§ **Your objective**:
Could you write out, word for word, everything in the records from the line containing "Target: white protest sign" down to the very end of the records, including both the first and last lines?

§ **Some records**:
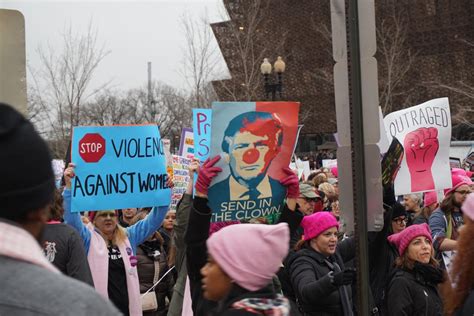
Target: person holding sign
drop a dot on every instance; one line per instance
(459, 296)
(30, 284)
(111, 250)
(447, 219)
(242, 259)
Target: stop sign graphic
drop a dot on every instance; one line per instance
(92, 147)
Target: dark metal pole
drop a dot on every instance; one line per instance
(358, 160)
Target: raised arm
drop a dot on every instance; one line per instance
(74, 219)
(143, 229)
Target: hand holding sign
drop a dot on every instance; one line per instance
(421, 146)
(206, 173)
(69, 174)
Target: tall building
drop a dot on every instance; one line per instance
(425, 51)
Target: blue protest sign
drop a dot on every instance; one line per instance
(118, 167)
(202, 133)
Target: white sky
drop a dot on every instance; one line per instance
(134, 31)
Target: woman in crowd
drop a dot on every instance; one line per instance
(413, 288)
(412, 203)
(166, 230)
(238, 272)
(111, 250)
(459, 296)
(430, 203)
(63, 246)
(382, 253)
(447, 219)
(320, 279)
(152, 266)
(329, 195)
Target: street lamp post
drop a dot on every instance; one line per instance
(269, 85)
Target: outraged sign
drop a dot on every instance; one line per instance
(202, 133)
(424, 131)
(256, 141)
(180, 179)
(186, 144)
(118, 167)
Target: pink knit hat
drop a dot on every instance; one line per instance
(468, 206)
(334, 171)
(458, 179)
(430, 198)
(250, 254)
(317, 223)
(402, 239)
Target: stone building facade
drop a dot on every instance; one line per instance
(425, 51)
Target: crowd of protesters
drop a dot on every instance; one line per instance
(154, 261)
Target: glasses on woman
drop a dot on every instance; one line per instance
(400, 220)
(463, 192)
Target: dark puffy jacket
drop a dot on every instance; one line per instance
(146, 272)
(414, 292)
(311, 282)
(263, 301)
(382, 255)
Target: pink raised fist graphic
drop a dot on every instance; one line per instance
(421, 147)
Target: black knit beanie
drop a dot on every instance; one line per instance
(26, 175)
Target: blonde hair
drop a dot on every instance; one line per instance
(120, 234)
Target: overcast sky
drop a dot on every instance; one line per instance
(135, 32)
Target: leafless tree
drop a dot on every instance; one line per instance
(245, 34)
(61, 86)
(396, 60)
(200, 59)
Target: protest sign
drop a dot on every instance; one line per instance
(391, 163)
(329, 163)
(383, 142)
(118, 167)
(255, 141)
(424, 131)
(202, 133)
(180, 179)
(186, 144)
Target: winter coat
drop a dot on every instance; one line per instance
(98, 254)
(182, 215)
(237, 302)
(467, 309)
(309, 272)
(63, 247)
(146, 273)
(382, 255)
(414, 292)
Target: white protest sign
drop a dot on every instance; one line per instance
(383, 142)
(425, 134)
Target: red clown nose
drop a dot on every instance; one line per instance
(251, 156)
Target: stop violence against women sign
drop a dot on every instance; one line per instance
(118, 167)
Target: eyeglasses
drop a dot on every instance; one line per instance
(400, 220)
(464, 192)
(103, 214)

§ **Response to the exercise**:
Target: white protest sign
drop a dot on every instance; one line per instance
(383, 142)
(425, 134)
Target: red clown nose
drop a dot on every instance; one line per instance
(251, 156)
Target: stop violence against women sign
drop a dot on every instance; one line per instance
(118, 167)
Target: eyeglasses
drop a dot on every instance; one line per instance
(400, 220)
(464, 192)
(103, 214)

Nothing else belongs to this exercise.